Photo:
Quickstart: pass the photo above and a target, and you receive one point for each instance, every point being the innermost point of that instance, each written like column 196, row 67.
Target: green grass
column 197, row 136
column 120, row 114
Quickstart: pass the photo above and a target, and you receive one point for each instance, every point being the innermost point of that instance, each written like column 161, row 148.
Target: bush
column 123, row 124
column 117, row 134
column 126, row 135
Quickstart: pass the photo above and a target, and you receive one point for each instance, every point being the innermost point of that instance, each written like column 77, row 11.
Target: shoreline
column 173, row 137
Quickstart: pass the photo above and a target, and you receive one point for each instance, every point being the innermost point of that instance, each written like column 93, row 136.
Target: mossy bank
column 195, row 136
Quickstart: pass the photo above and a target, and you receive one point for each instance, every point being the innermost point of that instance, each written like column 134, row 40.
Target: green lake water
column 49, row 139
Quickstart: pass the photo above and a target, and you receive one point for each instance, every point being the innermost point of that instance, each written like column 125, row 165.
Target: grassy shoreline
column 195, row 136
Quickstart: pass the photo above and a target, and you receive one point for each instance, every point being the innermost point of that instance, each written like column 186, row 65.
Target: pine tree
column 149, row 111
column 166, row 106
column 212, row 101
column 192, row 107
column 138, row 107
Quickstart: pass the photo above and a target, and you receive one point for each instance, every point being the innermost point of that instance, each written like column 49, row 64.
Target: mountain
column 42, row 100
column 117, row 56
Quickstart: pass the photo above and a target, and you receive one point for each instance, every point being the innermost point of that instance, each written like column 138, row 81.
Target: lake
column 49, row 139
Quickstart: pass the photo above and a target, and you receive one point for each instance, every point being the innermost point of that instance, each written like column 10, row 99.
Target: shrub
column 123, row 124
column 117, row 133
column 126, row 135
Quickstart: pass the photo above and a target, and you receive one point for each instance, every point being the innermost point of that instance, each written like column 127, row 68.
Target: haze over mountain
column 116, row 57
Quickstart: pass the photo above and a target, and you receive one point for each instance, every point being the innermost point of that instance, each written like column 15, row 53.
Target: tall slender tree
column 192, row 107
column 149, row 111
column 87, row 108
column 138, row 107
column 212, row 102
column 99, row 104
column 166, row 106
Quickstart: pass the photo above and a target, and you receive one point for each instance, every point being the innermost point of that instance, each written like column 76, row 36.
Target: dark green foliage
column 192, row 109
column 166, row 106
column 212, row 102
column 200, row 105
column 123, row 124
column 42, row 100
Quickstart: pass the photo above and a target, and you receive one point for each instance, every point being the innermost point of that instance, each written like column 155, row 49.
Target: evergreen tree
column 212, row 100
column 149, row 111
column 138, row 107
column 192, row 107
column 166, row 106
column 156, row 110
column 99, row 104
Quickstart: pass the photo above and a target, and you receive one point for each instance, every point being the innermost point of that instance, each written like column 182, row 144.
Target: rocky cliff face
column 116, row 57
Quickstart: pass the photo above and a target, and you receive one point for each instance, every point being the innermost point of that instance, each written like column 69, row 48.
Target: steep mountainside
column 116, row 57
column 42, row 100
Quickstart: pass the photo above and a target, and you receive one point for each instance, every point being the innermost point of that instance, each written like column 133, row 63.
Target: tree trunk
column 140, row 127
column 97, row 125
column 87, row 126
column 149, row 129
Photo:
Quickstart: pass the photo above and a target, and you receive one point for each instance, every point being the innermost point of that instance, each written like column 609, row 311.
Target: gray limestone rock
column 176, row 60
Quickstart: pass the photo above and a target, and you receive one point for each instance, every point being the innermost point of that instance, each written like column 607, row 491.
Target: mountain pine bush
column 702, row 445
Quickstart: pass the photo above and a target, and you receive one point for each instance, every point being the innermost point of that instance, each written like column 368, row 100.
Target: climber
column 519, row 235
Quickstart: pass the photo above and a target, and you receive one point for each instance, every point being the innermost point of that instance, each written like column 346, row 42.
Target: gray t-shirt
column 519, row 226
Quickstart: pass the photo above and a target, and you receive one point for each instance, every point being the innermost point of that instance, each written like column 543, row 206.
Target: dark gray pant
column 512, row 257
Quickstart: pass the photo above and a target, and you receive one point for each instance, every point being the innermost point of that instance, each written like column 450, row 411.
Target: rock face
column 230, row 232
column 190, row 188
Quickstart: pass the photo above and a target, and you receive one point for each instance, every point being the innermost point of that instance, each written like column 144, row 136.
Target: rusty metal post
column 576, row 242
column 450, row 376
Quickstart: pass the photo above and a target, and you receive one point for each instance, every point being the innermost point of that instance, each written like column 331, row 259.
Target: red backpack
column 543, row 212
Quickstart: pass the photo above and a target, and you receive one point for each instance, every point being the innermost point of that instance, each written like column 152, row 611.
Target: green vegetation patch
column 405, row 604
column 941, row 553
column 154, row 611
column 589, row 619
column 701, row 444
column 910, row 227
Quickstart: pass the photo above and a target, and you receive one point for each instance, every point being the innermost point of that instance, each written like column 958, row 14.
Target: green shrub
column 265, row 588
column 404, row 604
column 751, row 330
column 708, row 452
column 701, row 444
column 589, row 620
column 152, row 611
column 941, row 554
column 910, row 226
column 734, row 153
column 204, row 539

------------------------------------------------

Exercise brief
Starting at the first line and ending at the last, restate the material word for word.

Response area
Photo:
Quickstart: pass the photo above and a target, and you receive one point for each instance, every point being the innermost point of that instance, each written like column 196, row 67.
Target: green grass
column 197, row 136
column 120, row 114
Quickstart: pass the photo above and a target, and you receive one point for each instance, every point being the innermost point of that instance, each written like column 161, row 148.
Target: bush
column 123, row 124
column 117, row 134
column 126, row 135
Quickstart: pass the photo above and a target, and you receive one point for each instance, every point being the innermost point of that instance, each written like column 77, row 11.
Target: shoreline
column 173, row 137
Quickstart: pass the photo above and a target, and you receive one point for each instance, every point being the innermost point of that instance, each written like column 93, row 136.
Target: mossy bank
column 195, row 136
Quickstart: pass the photo above and a target, and you receive one point for each instance, every point being the innermost point of that instance, each written like column 134, row 40.
Target: green lake water
column 49, row 139
Quickstart: pass the photo above and a target, and you receive one point for each instance, every point being the innermost point of that instance, each written like column 125, row 165.
Target: grassy shoreline
column 195, row 136
Quickstart: pass the photo above and a target, and you receive one point for each instance, every point being the innermost point of that instance, each written like column 186, row 65.
Target: pine tree
column 149, row 111
column 166, row 106
column 212, row 101
column 192, row 107
column 138, row 107
Quickstart: pass the photo above and a target, and you receive one point for each instance, every point being the innermost point of that instance, each written like column 49, row 64.
Target: mountain
column 42, row 100
column 117, row 56
Quickstart: pass the photo above and a target, and you receive one point for each instance, every point being the innermost point of that instance, each written like column 138, row 81.
Target: lake
column 49, row 139
Quickstart: pass the photo above and a target, and you receive one point for each instance, every point being the innermost point of that instance, each written like column 10, row 99.
Target: shrub
column 123, row 124
column 117, row 133
column 126, row 135
Quickstart: pass the photo above and a target, and you receive one point for each instance, every point being the innermost point of that instance, each written like column 127, row 68.
Target: haze over mountain
column 116, row 57
Quickstart: pass the photo above and a target, and you receive one point for each instance, every point being the innermost point of that instance, each written like column 15, row 53.
Target: tall slender tree
column 192, row 107
column 149, row 111
column 87, row 108
column 138, row 107
column 212, row 102
column 99, row 104
column 166, row 106
Quickstart: pass the photo above and a target, and you receive one point for each instance, every point being the innermost point of that instance, each written like column 76, row 36.
Target: dark green foliage
column 192, row 109
column 166, row 106
column 212, row 102
column 200, row 105
column 123, row 124
column 42, row 100
Quickstart: pass the photo above and a target, and you receive one point for each instance, every point being the innermost point of that instance, each written like column 155, row 49.
Target: evergreen tree
column 212, row 100
column 149, row 111
column 138, row 107
column 192, row 107
column 166, row 106
column 156, row 110
column 99, row 104
Quickstart: pass the photo above and a target, and you receive one point for each instance, every point being the innermost point of that instance, each written like column 182, row 144.
Target: rocky cliff face
column 116, row 57
Quickstart: pass the photo above and a target, and you receive one point for each instance, every point being the innermost point of that instance, each written like column 69, row 48.
Target: steep mountainside
column 116, row 57
column 42, row 100
Quickstart: pass the photo above and a target, and you receive one point for each instance, every point being the innermost point of that instance, each written like column 133, row 63.
Target: tree trunk
column 140, row 127
column 97, row 125
column 87, row 126
column 149, row 129
Photo:
Quickstart: pass the photo above and a target, and you receive one point for each instance, every point being the innermost point of that instance, each written like column 609, row 311.
Target: gray limestone rock
column 176, row 60
Quickstart: pass the photo above and a target, and you receive one point for each instance, every point being the innermost point of that instance, each written like column 607, row 491.
Target: mountain pine bush
column 702, row 445
Quickstart: pass the photo above and a target, and you receive one point for each instance, every point being the innermost point of that instance, each written like column 368, row 100.
Target: climber
column 519, row 235
Quickstart: pass the photo above and a target, and you receive one point for each instance, every point being the innermost point of that instance, each written like column 346, row 42.
Target: gray t-shirt
column 519, row 226
Quickstart: pass the photo above and a target, and you receive one point for each instance, every point being the innermost point of that instance, each written like column 543, row 206.
Target: dark gray pant
column 512, row 257
Quickstart: pass the photo above and a target, and you receive one point for each instance, every point being the innermost point of that instance, each written like column 450, row 411.
Target: rock face
column 230, row 232
column 190, row 188
Quickstart: pass the photo above and a target, and you receive one point for each instance, every point being the innermost point of that instance, each written like column 144, row 136.
Target: rusty metal post
column 576, row 242
column 450, row 376
Quickstart: pass the photo above and a target, and you receive one point for each instance, every point being the innermost point of that instance, each written like column 331, row 259.
Target: red backpack
column 543, row 212
Quickstart: pass the photo above and a target, and you receive one point for each instance, every point being the innermost point of that instance, each written like column 152, row 611.
Target: green vegetation patch
column 405, row 604
column 941, row 553
column 154, row 611
column 589, row 619
column 701, row 444
column 910, row 227
Quickstart: pass the photo above and a target, and you receive one point for each instance, every point being the innermost point of that instance, each written like column 958, row 14.
Target: green shrub
column 265, row 588
column 404, row 604
column 751, row 330
column 708, row 452
column 701, row 444
column 589, row 620
column 152, row 611
column 941, row 554
column 910, row 226
column 734, row 153
column 204, row 539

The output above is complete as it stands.